The problem.
Please print every line from the one containing "Point to the palm" through the last line of the records below, exactly as written and nothing more.

------------------------------------

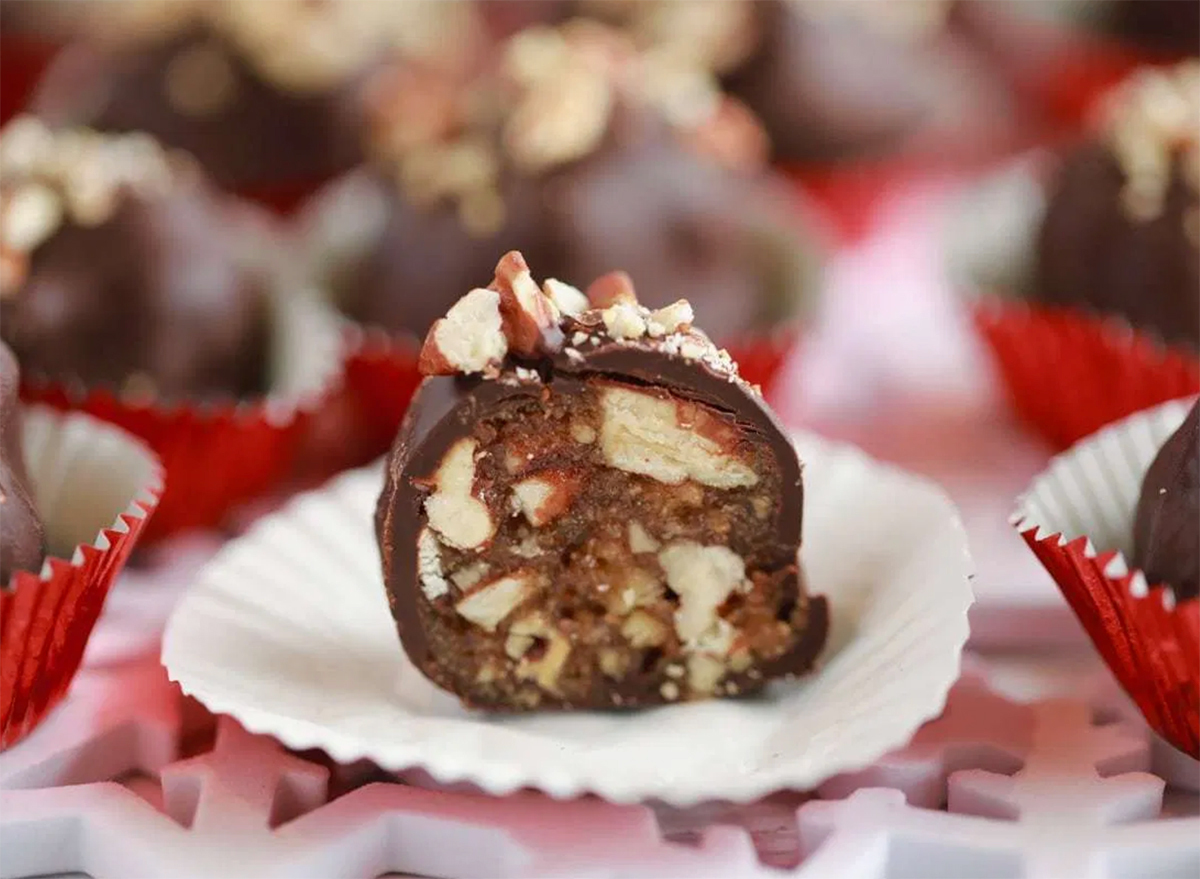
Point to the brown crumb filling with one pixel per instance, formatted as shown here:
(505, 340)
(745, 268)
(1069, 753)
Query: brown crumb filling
(601, 613)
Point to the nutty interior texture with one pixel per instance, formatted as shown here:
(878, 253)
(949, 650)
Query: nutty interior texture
(616, 544)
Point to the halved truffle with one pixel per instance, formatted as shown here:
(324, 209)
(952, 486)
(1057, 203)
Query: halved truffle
(587, 507)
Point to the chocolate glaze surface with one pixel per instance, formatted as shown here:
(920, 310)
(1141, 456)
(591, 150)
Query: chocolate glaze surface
(828, 88)
(258, 135)
(155, 299)
(22, 536)
(449, 408)
(1091, 252)
(1167, 526)
(681, 226)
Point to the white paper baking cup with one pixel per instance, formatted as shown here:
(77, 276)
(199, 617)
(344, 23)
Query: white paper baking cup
(289, 632)
(1092, 489)
(1078, 518)
(94, 488)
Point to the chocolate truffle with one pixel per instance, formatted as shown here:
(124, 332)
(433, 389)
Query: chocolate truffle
(1122, 225)
(828, 87)
(1167, 527)
(22, 537)
(1168, 25)
(123, 268)
(587, 162)
(586, 507)
(261, 91)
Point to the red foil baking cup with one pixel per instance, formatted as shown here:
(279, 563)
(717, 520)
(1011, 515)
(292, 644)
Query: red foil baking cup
(1078, 519)
(359, 422)
(95, 488)
(221, 455)
(22, 61)
(1068, 372)
(761, 359)
(282, 197)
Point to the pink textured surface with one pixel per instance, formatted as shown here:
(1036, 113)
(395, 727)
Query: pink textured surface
(1037, 767)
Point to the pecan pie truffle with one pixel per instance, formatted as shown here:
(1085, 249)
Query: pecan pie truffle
(1122, 228)
(123, 268)
(261, 91)
(1167, 526)
(587, 507)
(22, 537)
(581, 153)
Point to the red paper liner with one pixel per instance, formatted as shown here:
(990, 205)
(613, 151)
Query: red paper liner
(360, 420)
(216, 456)
(1060, 70)
(47, 617)
(1150, 645)
(761, 358)
(849, 195)
(1068, 374)
(22, 61)
(283, 197)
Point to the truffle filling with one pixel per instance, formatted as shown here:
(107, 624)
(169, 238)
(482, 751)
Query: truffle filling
(613, 539)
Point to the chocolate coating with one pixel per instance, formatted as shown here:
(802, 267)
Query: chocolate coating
(682, 228)
(259, 135)
(828, 89)
(679, 226)
(1168, 25)
(407, 271)
(156, 298)
(22, 536)
(1167, 526)
(449, 408)
(1091, 252)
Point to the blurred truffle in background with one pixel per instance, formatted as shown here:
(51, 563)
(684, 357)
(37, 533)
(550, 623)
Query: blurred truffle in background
(580, 150)
(121, 267)
(1122, 226)
(831, 81)
(261, 91)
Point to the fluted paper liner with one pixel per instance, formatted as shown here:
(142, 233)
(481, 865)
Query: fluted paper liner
(1078, 519)
(310, 655)
(220, 455)
(95, 488)
(1067, 371)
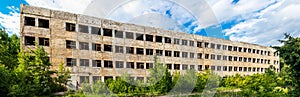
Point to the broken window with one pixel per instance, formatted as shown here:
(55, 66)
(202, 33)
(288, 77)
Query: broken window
(71, 61)
(184, 42)
(119, 64)
(83, 28)
(159, 52)
(199, 56)
(96, 30)
(158, 39)
(130, 65)
(168, 53)
(149, 51)
(29, 40)
(129, 50)
(119, 49)
(139, 65)
(96, 47)
(70, 44)
(29, 21)
(139, 36)
(107, 32)
(108, 48)
(176, 54)
(149, 37)
(176, 66)
(108, 64)
(129, 35)
(43, 23)
(83, 46)
(70, 27)
(96, 63)
(140, 51)
(84, 62)
(168, 40)
(176, 41)
(44, 41)
(118, 34)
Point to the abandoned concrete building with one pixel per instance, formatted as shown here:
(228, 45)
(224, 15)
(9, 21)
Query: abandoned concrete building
(98, 49)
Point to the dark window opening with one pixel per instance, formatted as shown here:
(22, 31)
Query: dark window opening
(43, 23)
(70, 27)
(108, 64)
(29, 21)
(71, 61)
(149, 37)
(96, 63)
(139, 36)
(129, 35)
(83, 46)
(44, 41)
(129, 50)
(83, 28)
(84, 62)
(108, 48)
(119, 34)
(158, 39)
(70, 44)
(149, 51)
(29, 40)
(168, 40)
(96, 30)
(107, 32)
(96, 47)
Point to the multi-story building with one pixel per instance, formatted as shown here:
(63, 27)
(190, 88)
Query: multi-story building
(94, 48)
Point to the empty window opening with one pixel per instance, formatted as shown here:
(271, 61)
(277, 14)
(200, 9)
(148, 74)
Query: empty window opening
(140, 51)
(83, 28)
(43, 23)
(84, 62)
(119, 64)
(29, 21)
(29, 40)
(119, 49)
(107, 32)
(158, 39)
(71, 62)
(70, 44)
(176, 54)
(70, 27)
(149, 51)
(168, 53)
(129, 35)
(96, 63)
(96, 47)
(96, 30)
(83, 46)
(84, 79)
(108, 64)
(129, 50)
(108, 48)
(159, 52)
(118, 34)
(176, 41)
(130, 65)
(184, 42)
(168, 40)
(149, 37)
(176, 66)
(139, 65)
(44, 41)
(139, 36)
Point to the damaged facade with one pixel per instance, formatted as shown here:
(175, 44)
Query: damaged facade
(98, 49)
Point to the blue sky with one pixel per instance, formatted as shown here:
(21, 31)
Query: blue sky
(256, 21)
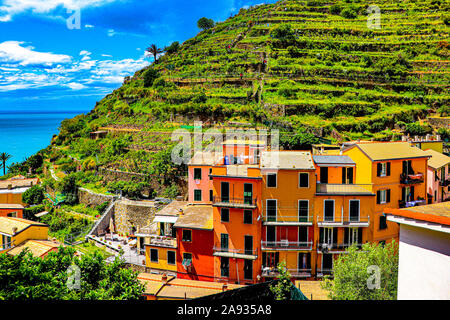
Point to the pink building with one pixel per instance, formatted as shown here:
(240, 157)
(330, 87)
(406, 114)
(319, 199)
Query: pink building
(438, 178)
(200, 184)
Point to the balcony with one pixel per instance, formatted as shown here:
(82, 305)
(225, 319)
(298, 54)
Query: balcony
(343, 220)
(240, 203)
(413, 178)
(325, 247)
(286, 245)
(411, 203)
(235, 253)
(287, 220)
(341, 189)
(162, 241)
(295, 273)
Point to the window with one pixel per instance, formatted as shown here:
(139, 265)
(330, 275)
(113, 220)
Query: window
(224, 267)
(271, 210)
(154, 255)
(328, 207)
(248, 269)
(187, 236)
(271, 180)
(197, 173)
(225, 215)
(383, 169)
(197, 195)
(248, 216)
(303, 210)
(304, 180)
(171, 257)
(224, 242)
(383, 196)
(383, 223)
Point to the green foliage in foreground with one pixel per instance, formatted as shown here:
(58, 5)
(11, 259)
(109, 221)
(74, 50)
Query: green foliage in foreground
(353, 274)
(25, 277)
(282, 289)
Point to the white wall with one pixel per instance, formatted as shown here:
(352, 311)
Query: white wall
(424, 264)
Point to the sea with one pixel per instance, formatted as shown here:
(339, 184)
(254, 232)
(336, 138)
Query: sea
(23, 133)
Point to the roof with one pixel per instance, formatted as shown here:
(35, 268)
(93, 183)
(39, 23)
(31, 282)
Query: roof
(11, 206)
(38, 248)
(312, 289)
(174, 288)
(8, 224)
(322, 160)
(18, 181)
(254, 293)
(438, 213)
(287, 160)
(378, 151)
(205, 159)
(244, 142)
(172, 209)
(196, 217)
(437, 160)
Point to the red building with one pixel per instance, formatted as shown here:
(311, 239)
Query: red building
(11, 210)
(195, 241)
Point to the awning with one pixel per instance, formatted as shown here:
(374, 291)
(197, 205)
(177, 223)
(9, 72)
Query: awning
(168, 219)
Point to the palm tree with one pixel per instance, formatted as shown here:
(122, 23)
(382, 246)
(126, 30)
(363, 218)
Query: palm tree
(154, 50)
(4, 157)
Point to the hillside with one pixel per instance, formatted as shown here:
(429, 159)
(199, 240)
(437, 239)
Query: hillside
(309, 68)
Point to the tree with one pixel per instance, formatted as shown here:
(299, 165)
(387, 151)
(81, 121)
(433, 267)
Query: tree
(173, 47)
(3, 158)
(24, 277)
(34, 195)
(282, 288)
(154, 50)
(205, 23)
(355, 273)
(149, 77)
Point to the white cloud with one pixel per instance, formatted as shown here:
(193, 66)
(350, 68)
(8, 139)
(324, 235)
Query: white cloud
(13, 52)
(9, 8)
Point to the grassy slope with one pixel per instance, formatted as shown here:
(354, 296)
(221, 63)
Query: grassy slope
(331, 83)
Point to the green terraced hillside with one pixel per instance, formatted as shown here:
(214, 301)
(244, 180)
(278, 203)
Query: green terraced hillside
(309, 68)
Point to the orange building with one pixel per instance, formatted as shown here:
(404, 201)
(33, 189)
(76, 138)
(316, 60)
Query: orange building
(397, 173)
(288, 189)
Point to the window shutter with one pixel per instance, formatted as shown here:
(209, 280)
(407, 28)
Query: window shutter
(378, 169)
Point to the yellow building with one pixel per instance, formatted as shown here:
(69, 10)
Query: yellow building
(397, 173)
(15, 231)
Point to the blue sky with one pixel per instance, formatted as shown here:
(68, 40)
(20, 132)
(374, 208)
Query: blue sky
(47, 65)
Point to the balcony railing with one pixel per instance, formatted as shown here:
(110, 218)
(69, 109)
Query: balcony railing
(343, 220)
(328, 188)
(162, 241)
(273, 272)
(336, 246)
(5, 246)
(411, 203)
(411, 178)
(221, 251)
(293, 219)
(286, 245)
(235, 202)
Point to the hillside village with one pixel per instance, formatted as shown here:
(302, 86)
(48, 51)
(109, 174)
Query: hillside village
(362, 157)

------------------------------------

Reply to the task.
Point to the palm tree with one pixel per instance, formatted as shown here:
(122, 23)
(382, 246)
(126, 30)
(363, 218)
Query: palm tree
(154, 50)
(4, 157)
Point to the hillside with one pixel per instance, formatted as shown here:
(429, 159)
(199, 240)
(437, 239)
Query: hillside
(309, 68)
Point to the tree with one pixel per instance, formatted as shown here:
(299, 165)
(387, 151)
(81, 121)
(433, 267)
Query: tree
(173, 47)
(3, 158)
(24, 277)
(34, 195)
(282, 288)
(154, 50)
(205, 23)
(355, 273)
(149, 77)
Point to the white cloud with one pixel per instance, formatted as shown here:
(193, 66)
(350, 68)
(8, 139)
(324, 235)
Query: white cloud
(13, 52)
(9, 8)
Point to the grassy slope with one pixel per instance, formatted as shown here:
(354, 296)
(221, 63)
Query: grassy slope
(331, 83)
Point to the green terraced hillside with one pixel per instance, formatted as shown here:
(214, 301)
(244, 180)
(278, 203)
Query: green terraced hillside
(309, 68)
Point to the orange building with one pixel per instance, formatted as shown here:
(404, 201)
(33, 189)
(76, 138)
(316, 60)
Query: orange building
(397, 173)
(288, 189)
Point to the window shutter with one pixel per instance, formatted as shown here:
(209, 280)
(407, 28)
Query: window shutter
(378, 169)
Point to the yellow building with one pixel per instance, formatted as shown here:
(69, 10)
Query: yellow building
(397, 173)
(15, 231)
Point to the blue sky with one pixel per instance, formatted as shown here:
(68, 40)
(20, 132)
(374, 208)
Query: blue sky
(47, 65)
Point to the balcony railing with one pixel per instance, formatted as shown here:
(110, 218)
(69, 109)
Query: balcony railing
(343, 220)
(328, 188)
(162, 241)
(273, 272)
(336, 246)
(5, 246)
(411, 203)
(411, 178)
(221, 251)
(293, 219)
(286, 245)
(235, 202)
Point to the hillside village with one pixel per instance, formatted as shown here:
(302, 86)
(48, 51)
(109, 174)
Query: hillside village
(362, 157)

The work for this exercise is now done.